WHAT TO PRODUCE:
From the records below, extract and repeat verbatim every line between the lines holding "the boy's eye" and "of the brown", inclusive.

RECORDS TO PROCESS:
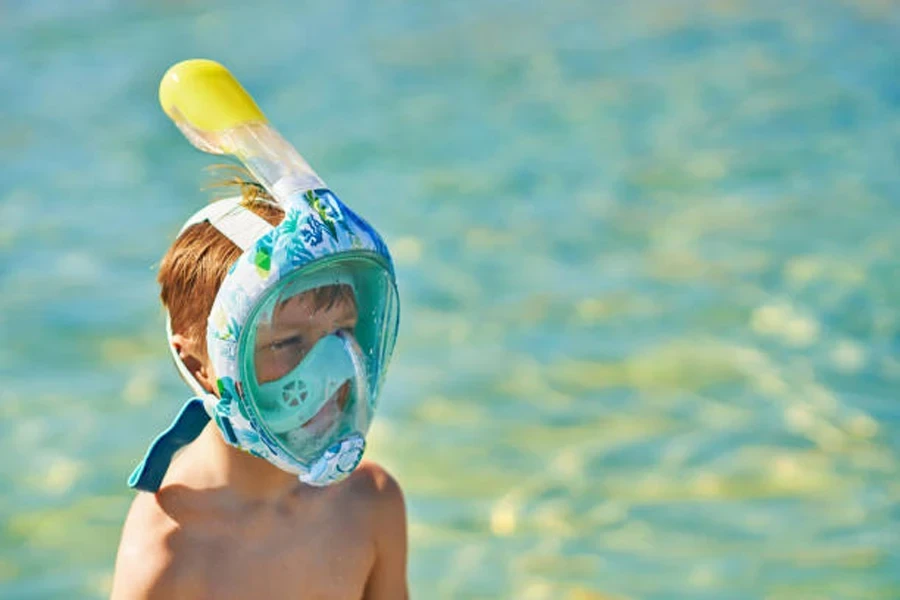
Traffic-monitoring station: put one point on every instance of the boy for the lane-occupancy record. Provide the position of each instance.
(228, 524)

==

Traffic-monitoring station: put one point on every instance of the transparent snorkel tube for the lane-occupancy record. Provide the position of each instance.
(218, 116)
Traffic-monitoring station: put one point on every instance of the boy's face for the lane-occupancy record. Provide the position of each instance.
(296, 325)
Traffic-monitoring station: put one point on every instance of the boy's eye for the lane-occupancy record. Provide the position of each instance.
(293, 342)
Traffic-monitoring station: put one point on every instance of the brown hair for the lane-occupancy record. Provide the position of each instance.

REPLY:
Traffic-monitoring station: put one point on every instance of the boy's eye for the lane-occupancy record. Provide the position of each instance.
(293, 342)
Traffic-monitoring station: put one point on every instance of the brown hair for the lane-occupancy record. Provide the position of each instance.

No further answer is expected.